▶ **Text provided**:
⟨
Second Sight Argus II Retinal Prosthesis
Out of the five senses that you have, which is the one that you would deem to be most important? It would be an extremely difficult question for me to answer, as I treasure my sight, smell, touch, taste and hearing equally – and lacking in one is more than enough to make life difficult. Having said that, I salute the indomitable human spirit and those who have achieved so much more than normal able-bodied folks even when missing one (or more) of the five senses. Having said that, there is some hope for the blind thanks to the efforts of Second Sight who came up with the Argus II Retinal Prosthesis.
This rather unique piece of technology will basically allow a blind user to “see” objects, as well as colors and movement within their environment. Just how is this achieved? Normally, it is done thanks to the assistance of a video-camera-equipped pair of glasses that is worn by the user. However, a recent experiment saw researchers do away with the camera, and they instead transmitted visual Braille patterns straight to a blind test subject’s retina.
The Argus II works this way – the prosthesis will be implanted in a blind user’s eye, where it will be placed with an array of 60 electrodes against the surface of the retina. The accompanying video glasses will be able to take in the view in front of the user, where it will then convert the video signal into electrical pulses. These pulses are sent to the implanted electrodes wirelessly, which in turn respond by selectively stimulating retinal nerve cells.
You won’t end up with normal vision, but they are more than capable of letting some users make out individual printed letters, now how about that? Imagine letting a user see braille right there with their eyes – since they are already so used to braille characters, it makes perfect sense to continue reading in that language, even though they can make out regular letters and numbers.
⟩
▶ **Stored data**:
⟨
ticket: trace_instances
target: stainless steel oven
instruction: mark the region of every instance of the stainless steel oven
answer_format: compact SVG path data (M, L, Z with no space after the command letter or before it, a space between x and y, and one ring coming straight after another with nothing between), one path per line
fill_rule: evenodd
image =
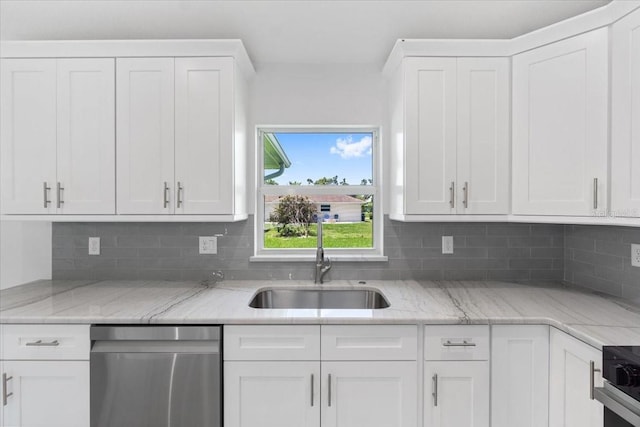
M640 427L640 346L605 346L602 376L594 397L604 405L604 426Z
M219 326L91 328L91 427L221 427Z

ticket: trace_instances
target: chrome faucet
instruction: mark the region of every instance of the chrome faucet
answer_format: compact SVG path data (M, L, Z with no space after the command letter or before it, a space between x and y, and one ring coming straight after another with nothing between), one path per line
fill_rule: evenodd
M316 250L316 275L313 283L322 284L322 278L331 270L331 260L324 257L322 247L322 218L318 216L318 249Z

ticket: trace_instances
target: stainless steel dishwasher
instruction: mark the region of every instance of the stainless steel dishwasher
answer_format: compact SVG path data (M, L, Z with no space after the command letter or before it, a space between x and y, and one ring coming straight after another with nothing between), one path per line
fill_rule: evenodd
M91 427L222 427L219 326L91 328Z

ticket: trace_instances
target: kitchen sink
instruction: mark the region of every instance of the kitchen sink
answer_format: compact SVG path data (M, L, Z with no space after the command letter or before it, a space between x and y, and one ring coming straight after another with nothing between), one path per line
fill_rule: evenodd
M249 303L253 308L362 309L389 307L375 289L265 289Z

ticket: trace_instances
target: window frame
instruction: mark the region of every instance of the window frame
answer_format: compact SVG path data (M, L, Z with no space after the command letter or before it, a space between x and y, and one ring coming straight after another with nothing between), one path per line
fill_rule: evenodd
M371 133L372 185L267 185L264 183L265 133ZM315 248L265 248L265 196L321 194L363 194L373 196L373 246L371 248L324 248L325 256L337 261L386 261L383 254L383 195L381 143L379 126L256 126L255 237L251 261L309 261L315 259Z

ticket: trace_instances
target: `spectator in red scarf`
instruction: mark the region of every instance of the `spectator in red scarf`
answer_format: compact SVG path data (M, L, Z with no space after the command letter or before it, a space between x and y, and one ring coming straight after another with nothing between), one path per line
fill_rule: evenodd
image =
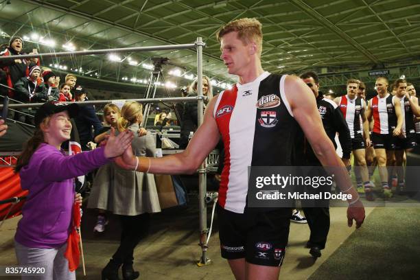
M23 40L19 36L14 36L10 38L9 45L5 49L0 51L0 56L9 56L26 54L22 52L23 45ZM37 53L38 50L34 49L32 52L29 54ZM2 75L0 75L0 77L1 77L0 78L0 83L10 88L14 88L14 84L20 78L28 75L30 66L34 65L39 65L39 61L37 58L0 61L0 71L3 72ZM3 95L8 94L11 97L13 97L15 94L14 91L8 89L4 86L0 86L0 93Z

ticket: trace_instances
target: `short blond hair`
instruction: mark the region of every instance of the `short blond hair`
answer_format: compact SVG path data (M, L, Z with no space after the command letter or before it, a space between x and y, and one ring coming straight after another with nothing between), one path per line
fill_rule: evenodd
M245 45L255 42L258 47L258 55L262 52L262 25L255 18L236 19L220 27L216 34L219 42L228 33L237 32L237 38Z
M67 82L70 79L74 79L75 80L78 80L78 78L73 74L67 74L66 75L66 78L65 78L65 81Z

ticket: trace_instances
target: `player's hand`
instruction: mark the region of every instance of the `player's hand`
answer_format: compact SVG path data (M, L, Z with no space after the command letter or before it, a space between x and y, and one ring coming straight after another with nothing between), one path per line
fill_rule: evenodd
M401 135L401 128L394 128L394 131L393 131L393 136L399 136Z
M345 164L345 165L346 165L346 167L350 166L350 159L341 158L341 161Z
M114 162L121 168L134 170L136 167L137 160L132 154L131 147L129 149L126 149L122 156L114 159Z
M137 131L137 135L139 135L139 137L141 137L142 136L144 136L147 134L148 130L146 130L145 128L141 128L139 131Z
M347 208L347 224L349 227L353 226L353 220L356 222L356 229L360 228L364 221L364 207L363 203L358 200L355 204L349 205Z

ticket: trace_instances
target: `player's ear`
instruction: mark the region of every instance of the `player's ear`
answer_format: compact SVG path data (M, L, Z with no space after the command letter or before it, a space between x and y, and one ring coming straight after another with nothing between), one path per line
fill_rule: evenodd
M249 43L249 54L255 54L258 51L258 47L255 42L250 42Z

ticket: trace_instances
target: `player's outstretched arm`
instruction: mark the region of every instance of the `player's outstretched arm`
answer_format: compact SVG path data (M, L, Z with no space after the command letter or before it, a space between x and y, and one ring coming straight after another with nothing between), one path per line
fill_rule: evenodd
M138 157L132 156L132 152L127 150L122 157L116 159L117 164L126 169L154 174L192 174L204 161L206 156L214 149L220 139L219 130L213 115L214 97L206 108L204 121L189 141L187 149L181 153L165 156L163 158Z

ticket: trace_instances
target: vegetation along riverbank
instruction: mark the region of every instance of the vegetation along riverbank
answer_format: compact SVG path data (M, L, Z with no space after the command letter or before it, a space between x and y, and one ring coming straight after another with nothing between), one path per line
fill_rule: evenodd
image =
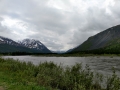
M44 62L35 66L0 58L0 87L3 90L119 90L120 78L93 73L89 66L56 65Z

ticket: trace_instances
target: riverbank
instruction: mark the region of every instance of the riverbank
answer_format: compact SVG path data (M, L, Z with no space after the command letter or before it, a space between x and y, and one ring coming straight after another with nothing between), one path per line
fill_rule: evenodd
M63 68L53 62L33 65L0 58L0 86L5 90L119 90L120 78L93 73L81 64ZM103 88L103 82L105 83Z

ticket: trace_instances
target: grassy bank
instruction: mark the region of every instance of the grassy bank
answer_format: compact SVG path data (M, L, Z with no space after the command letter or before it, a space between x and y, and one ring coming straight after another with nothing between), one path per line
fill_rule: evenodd
M105 79L81 64L63 68L45 62L35 66L0 58L0 86L5 90L119 90L120 78L113 70L113 75Z

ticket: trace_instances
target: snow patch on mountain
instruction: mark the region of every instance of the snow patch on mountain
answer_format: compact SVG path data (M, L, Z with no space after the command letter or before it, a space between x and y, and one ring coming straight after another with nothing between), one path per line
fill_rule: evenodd
M4 41L2 38L0 38L0 41Z
M22 41L19 41L18 43L31 49L43 50L44 48L46 48L39 40L34 39L24 39Z

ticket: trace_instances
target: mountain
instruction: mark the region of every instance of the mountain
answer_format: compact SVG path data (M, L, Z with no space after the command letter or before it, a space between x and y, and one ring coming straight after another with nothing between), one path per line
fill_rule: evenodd
M25 46L27 48L37 50L43 53L51 53L51 51L43 45L39 40L34 39L24 39L18 42L20 45Z
M120 25L108 28L107 30L89 37L81 45L73 49L72 52L113 47L115 43L120 45Z
M41 48L45 47L43 44L41 45L42 45ZM10 52L50 53L50 50L29 48L25 45L13 41L12 39L0 36L0 53L10 53Z

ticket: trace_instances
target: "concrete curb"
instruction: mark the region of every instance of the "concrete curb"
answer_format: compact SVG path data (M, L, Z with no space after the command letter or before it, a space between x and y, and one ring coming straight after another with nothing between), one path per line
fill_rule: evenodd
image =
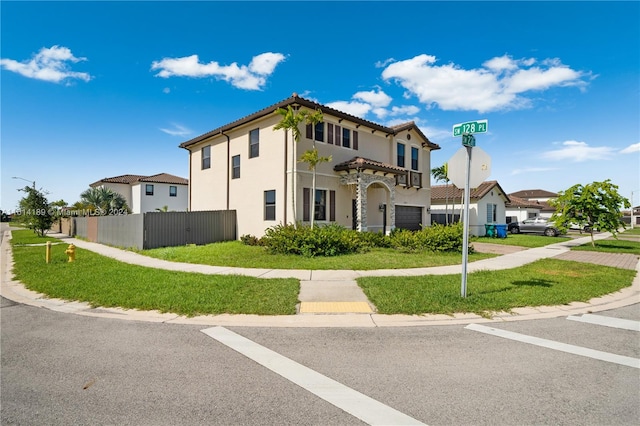
M1 256L2 256L2 272L1 272L1 286L0 295L17 303L41 307L50 309L56 312L73 313L77 315L84 315L89 317L98 318L110 318L130 321L144 321L144 322L162 322L169 324L191 324L191 325L206 325L206 326L232 326L232 327L414 327L414 326L428 326L428 325L459 325L470 323L496 323L506 321L522 321L522 320L534 320L544 318L556 318L569 315L578 315L585 313L601 312L609 309L615 309L623 306L629 306L632 304L640 303L640 262L636 265L636 276L630 287L624 288L618 292L611 293L602 297L594 298L588 303L573 302L569 305L560 306L539 306L535 308L516 308L511 313L503 312L496 313L492 318L483 318L476 314L455 314L453 316L448 315L382 315L382 314L298 314L298 315L276 315L276 316L261 316L261 315L205 315L197 317L184 317L176 314L161 313L158 311L137 311L137 310L125 310L120 308L92 308L88 303L84 302L69 302L61 299L47 298L43 294L36 293L28 290L19 281L15 281L12 278L13 269L13 255L10 245L10 231L6 231L4 238L2 239ZM606 237L603 237L606 238ZM75 240L81 241L81 240ZM575 240L574 240L575 241ZM568 243L573 243L568 242ZM576 243L577 244L577 243ZM564 246L563 246L564 245ZM539 249L530 249L512 253L510 255L501 256L505 258L511 256L507 263L507 266L499 269L508 269L517 266L524 265L526 263L533 262L537 259L557 256L561 253L568 251L567 243L558 243L550 246L542 247ZM575 244L572 244L575 245ZM80 245L78 245L80 246ZM557 247L554 247L557 246ZM106 246L103 246L106 247ZM118 249L107 247L110 250ZM102 254L102 253L101 253ZM135 254L135 253L132 253ZM137 255L137 254L136 254ZM137 255L144 259L148 259L145 256ZM486 259L492 260L492 259ZM484 270L491 264L487 265L482 262L473 262L469 264L469 271ZM128 262L131 263L131 262ZM173 262L167 262L173 266L171 270L184 270L179 269ZM505 263L505 262L501 262ZM190 265L190 264L189 264ZM474 265L473 268L471 266ZM198 265L190 265L198 266ZM153 267L153 266L152 266ZM156 266L157 267L157 266ZM213 268L208 273L238 273L231 272L230 270L241 269L241 272L248 272L246 275L265 277L270 275L264 273L265 270L252 271L247 268L221 268L221 267L209 267ZM410 275L424 275L425 273L431 274L451 274L459 273L460 265L454 265L452 267L437 267L437 268L417 268L416 270L381 270L381 271L348 271L351 274L356 273L353 278L359 276L385 276L387 272L394 271L397 276L410 276ZM189 272L201 272L196 270L199 268L193 268ZM488 269L494 269L489 267ZM213 272L215 270L216 272ZM275 271L275 270L268 270ZM260 273L259 273L260 272ZM333 277L334 280L338 278L335 274L338 271L295 271L294 275L304 272L300 275L305 275L307 279L320 278L329 279ZM207 272L205 272L207 273ZM333 273L333 274L332 274ZM254 275L255 274L255 275ZM314 275L318 276L314 276ZM352 278L352 279L353 279ZM304 278L299 278L304 279ZM338 279L345 279L344 276L339 276Z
⟩
▶ **Tasks to complete**:
• A. List the senses the Argus II article names when it describes what the writer treasures equally.
• B. Write out the part of the Argus II article between "The Argus II works" and "retinal nerve cells.", inclusive.
The records have nothing to do with the Argus II article.

▶ **Exercise results**:
• A. sight, smell, touch, taste, hearing

• B.
The Argus II works this way – the prosthesis will be implanted in a blind user’s eye, where it will be placed with an array of 60 electrodes against the surface of the retina. The accompanying video glasses will be able to take in the view in front of the user, where it will then convert the video signal into electrical pulses. These pulses are sent to the implanted electrodes wirelessly, which in turn respond by selectively stimulating retinal nerve cells.